• [PASSAGE FOR REVIEW]
· · ·
I started thinking about this recently after actress/activist Amandla Stenberg revealed to W Magazine that she no longer has an iPhone. According to the Everything Everything actress, she ditched her most prized possession because she was concerned about the effects it was having on her mental health. “I feel like it’s very easy for your perception of reality to get distorted when you have that device in your pocket 24/7 that you refresh like a hyper-reality that doesn’t exist,” she said. “I feel like my life was refreshing Instagram as opposed to refreshing life.”
As much as we hate to admit it, some of us are spending more time with our smartphones than we are with actual people, and the trend has social and mental health implications for anyone with a device.
According to an article titled, “Has The Smartphone Destroyed A Generation?” published by The Atlantic, social media usage has already had a profoundly negative impact on teens and young adults.
Some of the effects of phone use include:
- Teens and young adults are increasingly less social and more reclusive.
- They are dating less.
- They feel like they are being left out socially, which leads to unhappiness.
- They are more likely to stay at home and spend time on social media versus actually hanging out with friends.
· · ·
• [LISTED ENTRIES]
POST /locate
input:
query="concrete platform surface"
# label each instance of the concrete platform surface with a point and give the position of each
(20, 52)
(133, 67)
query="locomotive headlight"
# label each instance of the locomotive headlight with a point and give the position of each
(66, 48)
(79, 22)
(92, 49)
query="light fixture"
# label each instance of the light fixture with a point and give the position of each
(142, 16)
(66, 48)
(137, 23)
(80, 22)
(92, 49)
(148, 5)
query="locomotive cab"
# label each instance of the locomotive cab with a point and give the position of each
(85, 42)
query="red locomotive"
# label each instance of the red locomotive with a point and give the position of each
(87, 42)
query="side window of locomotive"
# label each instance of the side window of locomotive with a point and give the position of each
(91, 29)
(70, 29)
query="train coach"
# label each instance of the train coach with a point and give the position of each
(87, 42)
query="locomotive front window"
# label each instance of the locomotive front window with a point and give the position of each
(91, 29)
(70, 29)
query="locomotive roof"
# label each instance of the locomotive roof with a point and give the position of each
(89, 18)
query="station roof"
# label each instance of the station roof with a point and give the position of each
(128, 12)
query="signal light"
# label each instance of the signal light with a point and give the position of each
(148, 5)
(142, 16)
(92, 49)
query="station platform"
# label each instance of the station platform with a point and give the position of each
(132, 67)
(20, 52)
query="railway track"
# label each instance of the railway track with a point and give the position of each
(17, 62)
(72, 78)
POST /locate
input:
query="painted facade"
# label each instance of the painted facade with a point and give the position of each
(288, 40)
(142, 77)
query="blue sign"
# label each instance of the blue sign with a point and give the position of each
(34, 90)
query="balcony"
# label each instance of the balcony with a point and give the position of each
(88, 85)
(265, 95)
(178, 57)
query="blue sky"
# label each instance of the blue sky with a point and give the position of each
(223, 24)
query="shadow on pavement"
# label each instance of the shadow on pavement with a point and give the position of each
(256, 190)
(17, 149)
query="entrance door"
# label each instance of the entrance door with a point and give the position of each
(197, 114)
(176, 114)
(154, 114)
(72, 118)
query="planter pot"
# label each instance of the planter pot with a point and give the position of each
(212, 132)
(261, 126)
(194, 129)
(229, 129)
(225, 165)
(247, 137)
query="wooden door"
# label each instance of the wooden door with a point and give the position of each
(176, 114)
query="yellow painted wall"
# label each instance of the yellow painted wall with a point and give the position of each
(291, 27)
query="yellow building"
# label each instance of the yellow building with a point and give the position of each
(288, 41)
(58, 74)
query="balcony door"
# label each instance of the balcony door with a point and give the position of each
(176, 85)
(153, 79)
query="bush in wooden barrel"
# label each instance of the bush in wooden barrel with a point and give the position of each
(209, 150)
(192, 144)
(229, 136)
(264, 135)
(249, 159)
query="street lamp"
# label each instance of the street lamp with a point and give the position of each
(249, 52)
· · ·
• [QUESTIONS ON THE MATERIAL]
[1] Copy the stretch from "- They feel" through "out with friends." in the passage on smartphone use.
[2] Carry on the passage on smartphone use from the point after its final line.
The items were drawn from a separate source.

• [WRITTEN RESPONSES]
[1]
- They feel like they are being left out socially, which leads to unhappiness.
- They are more likely to stay at home and spend time on social media versus actually hanging out with friends.

[2]
- They are less likely to seek out independence.
- Social media is having a direct effect on mental health, with the depression and suicide rates skyrocketing for teens since 2011.
- Depressive symptoms have increased by 21 percent for boys and a staggering 50 percent for girls.
The harsh truth is that teens are not the only ones in this dilemma. Many of us are also internalizing these images and thoughts, and, undoubtedly, it is having a direct impact on our own feelings of self-worth. And it’s not only *insert your fav that always seems to be winning* that’s affecting our mental: the constant barrage of information is enough to make even the strongest person feel like they’re going crazy.
We all could benefit from taking a social media break from time to time. We should also practice mindfulness and remember that the “present is a gift.”
Whether it’s tapping into our spiritual side through meditation, prayer, or a bit of simple quiet reflection, focusing on our mental health needs to be paramount. Or you can be like Amandla and get rid of your phone altogether. Whatever you do, make sure to make yourself your number one priority—self care is lit!